**Document excerpt**
★ ★ ★ ★
I did EVERYTHING I knew to help and still I sunk lower. I became more withdrawn, cried more often and felt any hope slip further and further away. I couldn't understand why I was getting worse rather than better. The anxiety grew stronger until finally I broke in the form of a full blown panic attack one night.
I don't remember what the trigger was but suddenly my throat was tight, my breath was racing and tears were pouring down my face. I went to our bedroom where Daniel was, sat on the foot of the bed and for the first time completely understood the expression of wanting to "jump out of my skin". I wanted to scream, run, anything. I was in full fight or flight mode.
I sobbed/panted/half-screamed to Daniel, "I feel like I need to run into the other room and save my baby! I feel like I need to run to him, to save him! I know he's gone but it's like my brain and body are screaming that I need to save my baby!!!" I couldn't understand what was happening which made it all the more frightening. What was happening?! It didn't make any sense! Why was I having such a horrible panic attack and feeling that I needed to save the life of a child who I knew was already gone?
The panic attacks became more frequent and each one was exhausting. I was having 3-4 a day. I was crippled. I needed Daniel with me as my anchor to keep me feeling safe and able to handle everyday things. If it weren't for the flexibility of Daniel's job and his ability to occasionally work from home I honestly don't know that I would've survived.
I didn't understand what was wrong with me and why I was going the wrong way in my healing. Like I said, I was doing EVERYTHING I knew I needed to heal and regain my hope and despite my efforts I continued to move no direction but down. I felt so STUPID! I didn't know what was wrong with me. I feared I had been irrevocably broken by all the trauma of the past few years that had been capped of in such a horrifying way.
I asked Daniel to make another appointment with our therapist. I needed help, I needed direction, I needed to know what to do because living like this wasn't sustainable. When we met with him I explained everything and the possibility of PTSD was mentioned. "You're about in the time period that PTSD would make sense." PTSD usually starts showing about 6 months after the severe trauma - we were 6 months out from the time Noah had been away from us. I had never heard of PTSD except in those who had been to war. We went home, looked into PTSD and every single part of it lined up. I finally felt I had an explanation for what was happening to me.
Because of personal experiences earlier in my life I have always been VERY anti-medication. At this point I could have gone straight to medication to treat the PTSD but I was afraid. I had so many fears about the effects and damage I had watched medication cause in people in my life and I didn't want to risk putting my family through that. I was terrified of becoming something I had worked so hard to stay away from.
There are some parts of this time period that I don't like talking about out loud. Parts I've only recently even been able to admit and say to myself. Some parts I don't think I'll ever talk about except at those quiet, tender times with the right people. Suffice it to say I finally hit what was my "rock bottom". I knew I couldn't drag myself through one more terrified, panicked, horrified, exhausted day. I needed help, medical help, psychiatric help and I needed it NOW.
★ ★ ★ ★
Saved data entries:
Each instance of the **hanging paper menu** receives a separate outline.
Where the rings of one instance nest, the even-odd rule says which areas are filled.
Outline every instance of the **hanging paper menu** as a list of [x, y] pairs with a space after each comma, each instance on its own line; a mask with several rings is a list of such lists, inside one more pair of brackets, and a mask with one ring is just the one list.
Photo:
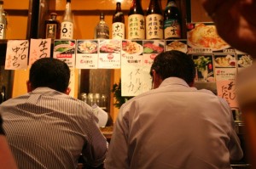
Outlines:
[[76, 49], [77, 69], [98, 68], [98, 41], [78, 40]]
[[50, 57], [51, 39], [31, 39], [29, 50], [29, 65], [41, 58]]
[[27, 68], [28, 40], [9, 40], [7, 42], [5, 70]]
[[187, 24], [189, 54], [235, 53], [217, 33], [213, 23]]
[[[122, 41], [121, 91], [122, 96], [136, 96], [148, 91], [148, 66], [143, 65], [143, 41]], [[150, 83], [150, 82], [149, 82]]]
[[121, 64], [121, 41], [100, 40], [99, 69], [119, 69]]
[[75, 65], [75, 40], [55, 40], [53, 57], [64, 61], [68, 67]]

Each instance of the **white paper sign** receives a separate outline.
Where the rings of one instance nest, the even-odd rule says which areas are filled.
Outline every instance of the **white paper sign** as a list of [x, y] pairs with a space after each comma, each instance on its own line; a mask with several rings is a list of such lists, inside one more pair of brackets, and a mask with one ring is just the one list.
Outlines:
[[31, 39], [29, 51], [29, 65], [41, 58], [50, 57], [51, 39]]
[[27, 68], [28, 40], [9, 40], [7, 42], [5, 70]]
[[98, 68], [98, 41], [78, 40], [76, 49], [77, 69]]
[[120, 53], [120, 40], [100, 41], [98, 68], [119, 69], [121, 64]]
[[53, 57], [64, 61], [68, 67], [75, 65], [75, 40], [55, 40]]

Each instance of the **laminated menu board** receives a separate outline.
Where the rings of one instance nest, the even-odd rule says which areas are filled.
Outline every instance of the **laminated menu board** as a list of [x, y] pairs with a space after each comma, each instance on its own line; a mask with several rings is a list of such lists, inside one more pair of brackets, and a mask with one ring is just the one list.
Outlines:
[[187, 54], [188, 52], [187, 39], [166, 40], [166, 51], [171, 51], [171, 50], [178, 50], [180, 52]]
[[189, 54], [235, 53], [235, 48], [217, 33], [213, 23], [188, 23]]
[[98, 68], [98, 41], [77, 40], [76, 68], [97, 69]]
[[68, 67], [75, 66], [76, 40], [55, 40], [53, 57], [64, 61]]
[[121, 40], [100, 40], [98, 54], [99, 69], [119, 69]]

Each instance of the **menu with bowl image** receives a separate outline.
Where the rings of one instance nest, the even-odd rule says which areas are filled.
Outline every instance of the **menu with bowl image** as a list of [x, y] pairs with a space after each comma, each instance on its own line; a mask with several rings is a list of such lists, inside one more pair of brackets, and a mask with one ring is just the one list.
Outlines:
[[212, 63], [212, 54], [193, 54], [192, 59], [195, 65], [195, 81], [213, 82], [214, 67]]
[[163, 40], [143, 41], [143, 64], [151, 66], [157, 54], [165, 50]]
[[121, 40], [99, 40], [99, 69], [119, 69]]
[[166, 40], [166, 51], [178, 50], [180, 52], [187, 54], [188, 45], [187, 40]]
[[97, 69], [98, 68], [98, 41], [77, 40], [76, 68]]
[[218, 35], [213, 23], [188, 23], [187, 40], [189, 54], [235, 53]]
[[68, 67], [75, 66], [76, 40], [55, 40], [53, 57], [64, 61]]

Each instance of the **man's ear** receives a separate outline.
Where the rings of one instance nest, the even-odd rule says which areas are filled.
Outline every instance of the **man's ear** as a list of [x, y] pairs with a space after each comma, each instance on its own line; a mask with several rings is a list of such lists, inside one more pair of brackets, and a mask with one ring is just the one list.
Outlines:
[[71, 92], [71, 88], [70, 87], [67, 87], [67, 89], [66, 89], [66, 91], [64, 92], [64, 93], [65, 94], [67, 94], [67, 95], [69, 95], [69, 93]]
[[32, 92], [32, 87], [31, 87], [31, 82], [29, 81], [26, 81], [26, 91], [27, 93]]
[[163, 80], [154, 70], [152, 70], [153, 74], [153, 88], [157, 88], [162, 83]]
[[193, 80], [192, 82], [189, 82], [189, 87], [195, 87], [195, 79]]

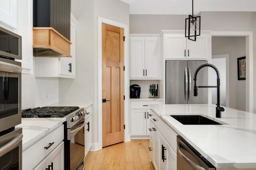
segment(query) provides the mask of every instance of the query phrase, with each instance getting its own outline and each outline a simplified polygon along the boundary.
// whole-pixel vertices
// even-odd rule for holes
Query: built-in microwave
[[[0,27],[0,56],[22,59],[21,36]]]
[[[21,123],[21,63],[0,58],[0,132]]]

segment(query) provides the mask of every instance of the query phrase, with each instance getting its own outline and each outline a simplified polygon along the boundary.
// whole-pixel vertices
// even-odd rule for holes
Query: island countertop
[[[256,169],[256,114],[224,107],[216,118],[214,105],[149,106],[216,168]],[[201,115],[224,125],[184,125],[174,115]]]

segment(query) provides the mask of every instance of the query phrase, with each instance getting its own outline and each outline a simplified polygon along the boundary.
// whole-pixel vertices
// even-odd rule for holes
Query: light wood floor
[[[85,169],[154,170],[150,159],[148,140],[132,140],[90,152]]]

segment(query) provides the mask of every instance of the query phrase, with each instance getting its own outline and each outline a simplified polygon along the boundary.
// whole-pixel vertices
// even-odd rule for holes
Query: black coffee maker
[[[140,95],[140,87],[138,85],[130,86],[130,98],[138,99]]]

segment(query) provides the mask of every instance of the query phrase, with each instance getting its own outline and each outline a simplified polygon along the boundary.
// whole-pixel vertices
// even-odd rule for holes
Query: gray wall
[[[129,28],[129,5],[119,0],[72,0],[76,26],[76,76],[60,78],[59,101],[92,102],[92,143],[98,139],[98,17],[121,22]],[[101,103],[100,103],[101,104]]]
[[[245,37],[213,37],[212,55],[229,54],[229,107],[245,111],[246,81],[237,79],[237,58],[245,56]]]
[[[202,30],[252,31],[256,44],[256,12],[202,12]],[[187,16],[130,15],[130,33],[159,34],[162,30],[184,30]],[[255,45],[254,45],[255,46]],[[253,49],[254,65],[256,65],[256,48]],[[256,85],[256,69],[253,70],[253,84]],[[256,113],[256,85],[254,85],[253,112]]]

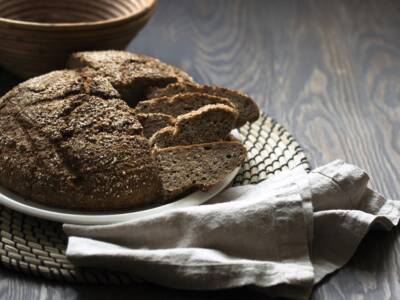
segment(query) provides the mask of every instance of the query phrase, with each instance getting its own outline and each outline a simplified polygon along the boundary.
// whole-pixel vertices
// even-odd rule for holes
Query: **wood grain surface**
[[[342,158],[400,199],[400,1],[160,0],[129,50],[245,91],[312,165]],[[0,72],[0,94],[17,79]],[[400,230],[374,232],[315,299],[400,299]],[[71,286],[0,270],[4,299],[265,299],[248,289]]]

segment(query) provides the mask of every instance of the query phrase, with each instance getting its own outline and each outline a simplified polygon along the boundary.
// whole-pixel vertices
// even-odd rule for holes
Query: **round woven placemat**
[[[307,159],[294,138],[276,121],[261,116],[240,128],[248,157],[233,185],[257,183],[273,174],[302,166]],[[0,206],[0,262],[3,266],[66,282],[129,284],[124,273],[74,267],[65,256],[67,237],[61,224]]]

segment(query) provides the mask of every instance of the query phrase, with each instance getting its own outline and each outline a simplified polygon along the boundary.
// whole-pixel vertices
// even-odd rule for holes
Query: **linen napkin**
[[[368,175],[337,160],[231,187],[206,205],[102,226],[64,225],[79,266],[127,271],[178,289],[250,286],[305,299],[341,268],[370,228],[390,230],[400,201],[369,189]]]

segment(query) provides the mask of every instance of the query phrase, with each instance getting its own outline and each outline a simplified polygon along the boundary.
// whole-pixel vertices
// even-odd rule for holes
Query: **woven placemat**
[[[294,138],[276,121],[261,116],[240,128],[248,157],[233,185],[257,183],[273,174],[303,166],[307,159]],[[129,274],[74,267],[65,256],[61,224],[0,206],[0,261],[5,267],[64,282],[129,284]]]

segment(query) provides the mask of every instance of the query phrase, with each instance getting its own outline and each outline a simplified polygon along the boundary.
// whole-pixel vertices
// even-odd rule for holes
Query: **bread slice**
[[[141,101],[135,107],[135,111],[136,113],[163,113],[177,117],[208,104],[224,104],[236,109],[236,107],[225,98],[201,93],[185,93],[172,97],[160,97]]]
[[[184,71],[160,60],[126,51],[87,51],[71,55],[69,68],[84,74],[95,73],[109,80],[130,105],[142,100],[149,87],[192,81]]]
[[[218,86],[199,85],[190,82],[173,83],[164,88],[153,88],[148,93],[147,98],[171,97],[189,92],[218,96],[231,101],[239,111],[239,118],[237,120],[238,127],[244,125],[246,122],[254,122],[260,116],[257,105],[249,96],[238,91]]]
[[[157,148],[202,144],[225,139],[235,128],[238,113],[224,104],[212,104],[180,115],[175,126],[156,132],[150,144]]]
[[[207,191],[239,167],[246,150],[238,142],[215,142],[153,150],[165,200],[193,188]]]
[[[148,139],[157,131],[174,126],[176,122],[174,117],[159,113],[137,114],[136,116],[142,124],[143,135]]]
★ ★ ★ ★
**Exercises to complete**
1. Reproduce the part of the account of panic attacks and PTSD starting with "The panic attacks" and going on through "I would've survived.".
2. In the account of panic attacks and PTSD, how many panic attacks a day was the writer having once they became more frequent?
The saved data entries are separate material and are not part of the account.

**Set of answers**
1.
The panic attacks became more frequent and each one was exhausting. I was having 3-4 a day. I was crippled. I needed Daniel with me as my anchor to keep me feeling safe and able to handle everyday things. If it weren't for the flexibility of Daniel's job and his ability to occasionally work from home I honestly don't know that I would've survived.

2. 3-4 a day.